### Task details
For the entries below, the result should be an exact transcription of the lines from the one with "[(303, 194), (57, 143), (206, 69)]" up to and including the one with "[(158, 11), (87, 139), (204, 116)]", and only those.

### Task inputs
....................

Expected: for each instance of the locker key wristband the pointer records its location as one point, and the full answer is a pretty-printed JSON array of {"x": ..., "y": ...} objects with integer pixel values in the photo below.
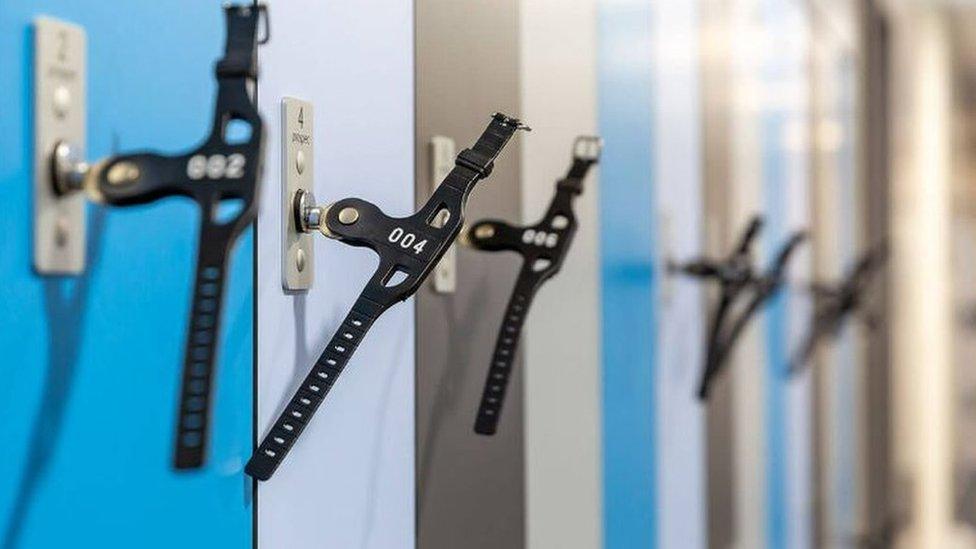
[
  {"x": 408, "y": 250},
  {"x": 223, "y": 168},
  {"x": 835, "y": 302},
  {"x": 543, "y": 247},
  {"x": 736, "y": 279}
]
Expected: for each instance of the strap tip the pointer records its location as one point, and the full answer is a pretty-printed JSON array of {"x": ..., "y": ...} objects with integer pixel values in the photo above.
[
  {"x": 510, "y": 121},
  {"x": 257, "y": 470}
]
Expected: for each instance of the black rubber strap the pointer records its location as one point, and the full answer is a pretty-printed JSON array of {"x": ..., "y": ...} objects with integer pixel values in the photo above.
[
  {"x": 385, "y": 235},
  {"x": 503, "y": 357},
  {"x": 543, "y": 248},
  {"x": 221, "y": 169},
  {"x": 313, "y": 389},
  {"x": 762, "y": 289},
  {"x": 200, "y": 354},
  {"x": 734, "y": 274}
]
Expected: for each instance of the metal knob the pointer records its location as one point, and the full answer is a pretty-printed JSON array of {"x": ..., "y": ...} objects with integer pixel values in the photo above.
[{"x": 68, "y": 170}]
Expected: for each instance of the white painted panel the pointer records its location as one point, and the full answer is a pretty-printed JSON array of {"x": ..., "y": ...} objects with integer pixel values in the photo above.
[
  {"x": 562, "y": 343},
  {"x": 349, "y": 481},
  {"x": 680, "y": 428}
]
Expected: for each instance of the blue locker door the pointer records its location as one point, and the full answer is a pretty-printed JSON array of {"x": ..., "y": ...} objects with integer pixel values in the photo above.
[{"x": 91, "y": 364}]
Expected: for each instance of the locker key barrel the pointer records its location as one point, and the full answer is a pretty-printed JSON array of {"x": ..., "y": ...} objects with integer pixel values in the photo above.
[
  {"x": 223, "y": 171},
  {"x": 408, "y": 249}
]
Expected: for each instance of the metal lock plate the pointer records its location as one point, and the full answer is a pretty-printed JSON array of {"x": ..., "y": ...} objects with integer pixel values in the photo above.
[
  {"x": 443, "y": 152},
  {"x": 297, "y": 248},
  {"x": 60, "y": 49}
]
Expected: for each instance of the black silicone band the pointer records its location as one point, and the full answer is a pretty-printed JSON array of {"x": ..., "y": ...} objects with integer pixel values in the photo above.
[
  {"x": 503, "y": 357},
  {"x": 200, "y": 352},
  {"x": 317, "y": 384},
  {"x": 548, "y": 242},
  {"x": 372, "y": 230}
]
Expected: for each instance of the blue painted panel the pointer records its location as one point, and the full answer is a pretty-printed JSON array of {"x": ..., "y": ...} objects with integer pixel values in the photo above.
[
  {"x": 91, "y": 364},
  {"x": 627, "y": 270},
  {"x": 785, "y": 186}
]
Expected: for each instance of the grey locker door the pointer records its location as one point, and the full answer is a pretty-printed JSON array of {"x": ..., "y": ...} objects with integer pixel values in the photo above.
[{"x": 470, "y": 488}]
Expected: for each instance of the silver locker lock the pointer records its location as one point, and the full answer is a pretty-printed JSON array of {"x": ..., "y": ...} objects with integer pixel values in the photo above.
[
  {"x": 443, "y": 152},
  {"x": 60, "y": 49},
  {"x": 297, "y": 168}
]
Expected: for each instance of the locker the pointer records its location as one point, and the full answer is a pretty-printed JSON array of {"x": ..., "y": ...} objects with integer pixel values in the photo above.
[{"x": 93, "y": 360}]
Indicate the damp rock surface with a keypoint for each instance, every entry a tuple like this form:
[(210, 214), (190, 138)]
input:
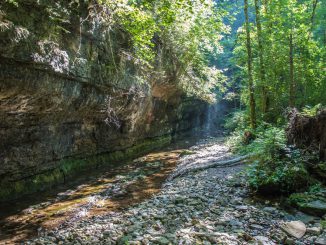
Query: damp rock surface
[(205, 207)]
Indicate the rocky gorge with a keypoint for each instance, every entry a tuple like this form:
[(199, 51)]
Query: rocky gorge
[(63, 109)]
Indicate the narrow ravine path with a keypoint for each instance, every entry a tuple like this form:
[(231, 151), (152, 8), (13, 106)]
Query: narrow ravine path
[(212, 206)]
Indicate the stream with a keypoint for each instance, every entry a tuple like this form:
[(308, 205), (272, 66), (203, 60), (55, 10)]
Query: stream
[(107, 189), (139, 203)]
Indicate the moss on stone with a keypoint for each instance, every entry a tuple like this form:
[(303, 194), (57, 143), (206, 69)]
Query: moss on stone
[(70, 167), (312, 203)]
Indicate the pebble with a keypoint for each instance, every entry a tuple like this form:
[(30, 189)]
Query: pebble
[(204, 207)]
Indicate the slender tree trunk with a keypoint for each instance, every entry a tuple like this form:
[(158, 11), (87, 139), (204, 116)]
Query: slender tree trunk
[(250, 78), (292, 81), (262, 72)]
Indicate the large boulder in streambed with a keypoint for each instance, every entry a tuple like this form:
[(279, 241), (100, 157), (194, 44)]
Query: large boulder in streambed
[(296, 229), (311, 203)]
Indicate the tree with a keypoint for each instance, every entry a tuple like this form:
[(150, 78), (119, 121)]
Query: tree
[(249, 67)]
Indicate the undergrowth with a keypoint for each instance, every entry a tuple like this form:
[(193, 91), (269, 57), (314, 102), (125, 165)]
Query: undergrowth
[(275, 166)]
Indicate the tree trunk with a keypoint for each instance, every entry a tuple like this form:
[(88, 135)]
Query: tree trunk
[(292, 81), (262, 73), (250, 78)]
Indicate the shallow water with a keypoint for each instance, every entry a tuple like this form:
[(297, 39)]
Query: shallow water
[(105, 190)]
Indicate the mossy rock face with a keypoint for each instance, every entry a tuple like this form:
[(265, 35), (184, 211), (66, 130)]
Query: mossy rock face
[(311, 203), (71, 167), (320, 170)]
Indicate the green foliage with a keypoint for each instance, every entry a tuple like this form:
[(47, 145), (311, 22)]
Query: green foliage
[(275, 168), (311, 111), (279, 20)]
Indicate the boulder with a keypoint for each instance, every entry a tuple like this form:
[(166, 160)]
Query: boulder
[(296, 229)]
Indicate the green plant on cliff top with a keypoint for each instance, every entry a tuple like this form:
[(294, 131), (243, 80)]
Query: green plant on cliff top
[(171, 40)]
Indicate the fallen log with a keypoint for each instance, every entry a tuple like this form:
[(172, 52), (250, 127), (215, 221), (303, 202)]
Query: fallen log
[(218, 164)]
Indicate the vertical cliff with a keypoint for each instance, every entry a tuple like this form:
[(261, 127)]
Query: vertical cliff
[(68, 102)]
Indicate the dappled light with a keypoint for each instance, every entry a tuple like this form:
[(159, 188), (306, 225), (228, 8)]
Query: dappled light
[(168, 122)]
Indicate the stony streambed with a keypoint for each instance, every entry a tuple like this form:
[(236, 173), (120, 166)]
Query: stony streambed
[(206, 207)]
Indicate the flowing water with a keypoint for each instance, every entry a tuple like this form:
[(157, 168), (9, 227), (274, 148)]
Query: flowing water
[(104, 191)]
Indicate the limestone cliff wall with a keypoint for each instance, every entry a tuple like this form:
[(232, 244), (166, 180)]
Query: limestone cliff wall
[(63, 109)]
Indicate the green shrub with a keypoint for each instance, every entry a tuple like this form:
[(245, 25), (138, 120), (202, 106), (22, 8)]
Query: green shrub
[(275, 168)]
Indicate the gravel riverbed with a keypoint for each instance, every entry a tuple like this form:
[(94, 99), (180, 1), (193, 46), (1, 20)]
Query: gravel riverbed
[(212, 206)]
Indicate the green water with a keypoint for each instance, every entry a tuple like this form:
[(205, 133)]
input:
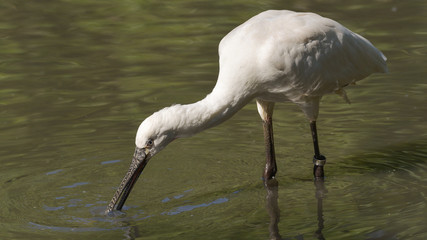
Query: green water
[(78, 77)]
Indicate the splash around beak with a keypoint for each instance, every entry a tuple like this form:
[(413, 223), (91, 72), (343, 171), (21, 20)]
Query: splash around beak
[(139, 161)]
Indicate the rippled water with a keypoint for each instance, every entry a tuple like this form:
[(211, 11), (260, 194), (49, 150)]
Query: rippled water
[(77, 78)]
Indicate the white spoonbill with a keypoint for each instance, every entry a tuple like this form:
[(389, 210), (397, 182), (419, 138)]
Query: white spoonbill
[(275, 56)]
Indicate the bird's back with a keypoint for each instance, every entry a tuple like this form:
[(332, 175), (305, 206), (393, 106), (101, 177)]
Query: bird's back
[(296, 55)]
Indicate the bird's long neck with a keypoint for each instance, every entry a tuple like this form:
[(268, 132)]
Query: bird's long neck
[(221, 104)]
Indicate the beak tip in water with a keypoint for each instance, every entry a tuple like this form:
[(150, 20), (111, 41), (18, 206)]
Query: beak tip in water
[(139, 161)]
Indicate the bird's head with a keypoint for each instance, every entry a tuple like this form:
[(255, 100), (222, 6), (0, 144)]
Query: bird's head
[(154, 133)]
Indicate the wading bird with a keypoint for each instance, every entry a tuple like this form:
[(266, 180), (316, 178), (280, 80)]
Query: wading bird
[(275, 56)]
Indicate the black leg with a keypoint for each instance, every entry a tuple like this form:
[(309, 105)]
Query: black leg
[(270, 161), (319, 160)]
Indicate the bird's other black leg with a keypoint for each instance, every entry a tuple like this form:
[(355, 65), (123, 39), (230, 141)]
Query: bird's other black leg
[(319, 160), (265, 110), (270, 161)]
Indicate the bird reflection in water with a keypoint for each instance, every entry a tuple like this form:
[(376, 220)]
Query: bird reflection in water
[(272, 187)]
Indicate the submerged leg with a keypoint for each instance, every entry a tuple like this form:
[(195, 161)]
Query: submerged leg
[(319, 160), (265, 109)]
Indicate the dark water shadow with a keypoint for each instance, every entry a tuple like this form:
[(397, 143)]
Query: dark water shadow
[(272, 188)]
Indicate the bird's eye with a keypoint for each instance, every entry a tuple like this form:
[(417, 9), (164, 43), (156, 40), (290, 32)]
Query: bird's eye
[(149, 143)]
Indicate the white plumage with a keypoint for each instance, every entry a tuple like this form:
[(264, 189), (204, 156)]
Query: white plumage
[(275, 56)]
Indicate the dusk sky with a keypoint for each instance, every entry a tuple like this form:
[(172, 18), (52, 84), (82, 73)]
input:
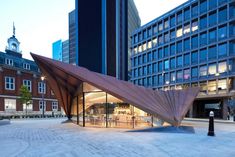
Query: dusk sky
[(39, 23)]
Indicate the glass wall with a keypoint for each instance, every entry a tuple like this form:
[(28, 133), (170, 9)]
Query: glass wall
[(96, 108)]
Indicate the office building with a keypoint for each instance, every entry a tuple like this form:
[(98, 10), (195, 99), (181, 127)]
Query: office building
[(16, 71), (192, 45), (101, 33), (57, 50)]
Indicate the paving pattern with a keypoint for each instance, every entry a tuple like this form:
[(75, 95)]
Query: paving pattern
[(51, 138)]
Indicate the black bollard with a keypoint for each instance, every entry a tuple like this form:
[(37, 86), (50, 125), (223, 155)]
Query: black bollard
[(211, 124)]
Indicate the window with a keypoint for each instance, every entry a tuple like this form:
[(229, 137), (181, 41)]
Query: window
[(222, 50), (212, 52), (194, 42), (203, 22), (212, 87), (203, 6), (160, 53), (166, 37), (179, 18), (154, 42), (166, 64), (194, 25), (160, 66), (186, 14), (172, 34), (212, 69), (179, 61), (160, 79), (186, 59), (149, 70), (149, 56), (41, 88), (203, 70), (187, 29), (172, 51), (42, 105), (160, 27), (203, 54), (212, 19), (10, 105), (26, 66), (28, 84), (166, 23), (186, 74), (9, 83), (222, 32), (9, 61), (166, 51), (194, 57), (149, 45), (186, 44), (173, 77), (144, 47), (212, 3), (54, 106), (212, 35), (194, 72), (160, 40), (203, 38), (223, 14), (154, 29), (179, 32), (179, 46), (172, 21), (179, 75), (222, 85), (172, 64), (222, 67), (194, 10)]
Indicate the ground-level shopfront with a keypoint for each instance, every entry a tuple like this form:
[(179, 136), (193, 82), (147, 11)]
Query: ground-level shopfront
[(100, 109)]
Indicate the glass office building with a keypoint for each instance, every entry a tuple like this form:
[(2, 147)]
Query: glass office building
[(191, 45)]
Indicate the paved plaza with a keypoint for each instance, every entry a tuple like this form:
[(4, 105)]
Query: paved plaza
[(51, 138)]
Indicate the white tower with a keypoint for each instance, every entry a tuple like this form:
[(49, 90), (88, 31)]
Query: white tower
[(13, 43)]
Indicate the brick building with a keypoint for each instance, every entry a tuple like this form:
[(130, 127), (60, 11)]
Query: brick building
[(16, 71)]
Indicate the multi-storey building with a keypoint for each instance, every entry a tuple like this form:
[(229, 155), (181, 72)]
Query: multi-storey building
[(16, 71), (191, 45)]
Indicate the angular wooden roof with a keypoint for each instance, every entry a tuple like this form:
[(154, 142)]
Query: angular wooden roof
[(65, 80)]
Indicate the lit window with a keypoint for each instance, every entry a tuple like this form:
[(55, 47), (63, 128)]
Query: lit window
[(41, 88), (10, 104), (144, 47), (179, 32), (203, 70), (55, 106), (42, 105), (26, 66), (222, 68), (9, 61), (9, 83), (187, 29), (194, 26), (149, 45), (28, 84), (212, 69)]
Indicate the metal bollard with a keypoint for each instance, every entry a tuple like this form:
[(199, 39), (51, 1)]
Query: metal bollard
[(211, 124)]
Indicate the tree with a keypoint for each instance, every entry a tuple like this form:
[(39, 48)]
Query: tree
[(25, 96)]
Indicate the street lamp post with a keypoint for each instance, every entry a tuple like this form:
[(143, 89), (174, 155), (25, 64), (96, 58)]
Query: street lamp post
[(43, 78)]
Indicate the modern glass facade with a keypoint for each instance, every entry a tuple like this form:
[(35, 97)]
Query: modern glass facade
[(94, 107), (192, 45)]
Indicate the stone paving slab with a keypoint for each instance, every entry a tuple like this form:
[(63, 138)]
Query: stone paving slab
[(51, 138)]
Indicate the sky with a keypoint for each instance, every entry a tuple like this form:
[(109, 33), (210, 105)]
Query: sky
[(39, 23)]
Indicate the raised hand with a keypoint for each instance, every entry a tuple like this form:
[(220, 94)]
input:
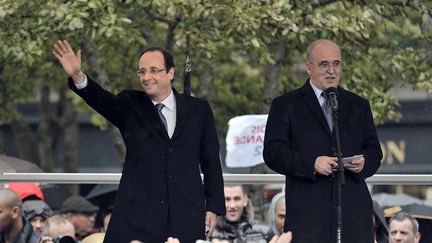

....................

### Written answer
[(303, 194), (57, 143), (206, 69)]
Query: moss on stone
[(70, 167), (312, 203)]
Indicate the pebble with a keypoint for each instance, every entry a tuple like this form:
[(30, 189)]
Query: pebble
[(204, 207)]
Indicate the slender tree trunk with a keypoint for each instance, every entry a tuple like this form:
[(158, 11), (87, 139), (204, 116)]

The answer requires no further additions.